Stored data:
******************************

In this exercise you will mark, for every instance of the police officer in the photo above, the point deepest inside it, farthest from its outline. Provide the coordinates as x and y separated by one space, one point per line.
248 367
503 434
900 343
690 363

******************************

**Stated exercise**
Give an exact repetition of all the material.

**Full response**
In this exercise you will mark, for every instance of the police officer in the photo above, the point deepest inside it, farthest from its outline. Provide the coordinates as x and y separated by one space, one point per line.
248 367
503 434
900 343
690 363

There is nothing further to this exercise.